Goals:
1) Copy word for word the part of the Sealer passage starting with "The primary design" and going on through "existing in AArch64.".
2) In the Sealer passage, what does each set of sensitive data get?

==== Source extract ====

The primary design goal of Sealer is to provide efficient data isolation on AArch64 while overcoming the lack of specialized hardware support for memory isolation. Sealer achieves this by combining salient hardware features existing in AArch64.

4.1. Design Overview

Sealer provides application developers with an ability to specify a private memory that is accessible only by a specially authenticated code in their programs. Sealer allows the developers to protect their sensitive data against in-process attacks at runtime by storing the data in the private memory that is isolated from attackers who may have control over non-authenticated code in the same process. Since in AArch64, we can no longer leverage the memory domain support to create and protect private memory regions for fine-grained data isolation, we cannot efficiently sandbox sensitive data sets in separate address spaces, as done by Shred. As a more efficient alternative solution, we have decided to isolate the data sets in the data space by borrowing the idea of data randomization [9,10]. Now for each set of sensitive data, a unique key is assigned. The entire contents in a set are grouped logically to form a private region in the data space, in the sense that they are isolated from others by always remaining in memory encrypted with their unique key. The key is given exclusively to the authorized code that requires one to access the encrypted contents for legitimate purposes. This code uses the key to decrypt and encrypt the contents, respectively while reading into CPU registers and writing back to memory. Through these operations, Sealer provides probabilistic read and write integrity of the contents in a private region against in-process attacks where attackers exploit vulnerabilities to gain control over the execution of a vulnerable program. Sealer ensures that these attackers cannot force the victim to disclose the private contents because the contents that they read or write without proper encryption/decryption will induce unpredictable execution results. However, such integrity is only guaranteed when all the keys for private regions in a process are completely protected and concealed from the attackers.

==== Items ====

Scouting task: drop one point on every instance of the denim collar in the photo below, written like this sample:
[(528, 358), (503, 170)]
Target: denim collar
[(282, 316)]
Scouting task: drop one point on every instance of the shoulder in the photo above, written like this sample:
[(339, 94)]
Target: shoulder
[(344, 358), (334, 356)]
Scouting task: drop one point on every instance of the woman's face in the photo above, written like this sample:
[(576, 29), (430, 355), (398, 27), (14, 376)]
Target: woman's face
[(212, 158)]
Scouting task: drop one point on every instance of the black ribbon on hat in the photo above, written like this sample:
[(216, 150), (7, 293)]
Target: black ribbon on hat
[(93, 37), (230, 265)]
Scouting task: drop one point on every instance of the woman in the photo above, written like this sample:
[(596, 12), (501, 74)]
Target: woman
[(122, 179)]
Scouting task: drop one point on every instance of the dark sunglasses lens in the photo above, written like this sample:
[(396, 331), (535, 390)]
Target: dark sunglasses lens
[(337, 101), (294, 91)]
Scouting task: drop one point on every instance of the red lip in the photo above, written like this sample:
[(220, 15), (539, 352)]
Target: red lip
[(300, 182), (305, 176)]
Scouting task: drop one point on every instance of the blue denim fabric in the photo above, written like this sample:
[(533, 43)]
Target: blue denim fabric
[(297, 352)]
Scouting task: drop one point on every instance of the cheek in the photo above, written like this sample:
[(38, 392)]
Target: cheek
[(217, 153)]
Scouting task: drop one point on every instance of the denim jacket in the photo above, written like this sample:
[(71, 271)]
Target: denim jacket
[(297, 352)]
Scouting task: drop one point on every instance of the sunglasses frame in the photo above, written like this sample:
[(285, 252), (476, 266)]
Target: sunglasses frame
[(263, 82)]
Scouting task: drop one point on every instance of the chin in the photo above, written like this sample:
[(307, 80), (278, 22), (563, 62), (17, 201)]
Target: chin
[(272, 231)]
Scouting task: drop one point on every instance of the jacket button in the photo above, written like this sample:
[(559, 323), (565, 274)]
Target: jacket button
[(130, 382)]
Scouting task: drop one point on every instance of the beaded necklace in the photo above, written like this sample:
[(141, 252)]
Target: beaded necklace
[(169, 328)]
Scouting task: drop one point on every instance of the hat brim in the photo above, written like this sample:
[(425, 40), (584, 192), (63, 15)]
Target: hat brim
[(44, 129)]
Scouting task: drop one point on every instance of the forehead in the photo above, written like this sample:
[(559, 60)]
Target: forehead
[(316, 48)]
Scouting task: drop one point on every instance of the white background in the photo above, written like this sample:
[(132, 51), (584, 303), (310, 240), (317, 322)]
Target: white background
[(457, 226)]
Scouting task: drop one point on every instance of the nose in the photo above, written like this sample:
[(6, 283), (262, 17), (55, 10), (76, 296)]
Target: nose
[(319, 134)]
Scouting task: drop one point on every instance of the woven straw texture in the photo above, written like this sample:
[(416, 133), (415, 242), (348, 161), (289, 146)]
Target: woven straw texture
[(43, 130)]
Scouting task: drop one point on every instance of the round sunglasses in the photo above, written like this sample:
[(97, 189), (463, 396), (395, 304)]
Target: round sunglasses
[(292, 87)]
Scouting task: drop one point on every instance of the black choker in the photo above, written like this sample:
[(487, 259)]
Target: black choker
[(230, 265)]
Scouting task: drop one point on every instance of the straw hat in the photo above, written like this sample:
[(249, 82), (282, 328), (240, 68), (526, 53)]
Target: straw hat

====

Response list:
1)
The primary design goal of Sealer is to provide efficient data isolation on AArch64 while overcoming the lack of specialized hardware support for memory isolation. Sealer achieves this by combining salient hardware features existing in AArch64.

2) A unique key.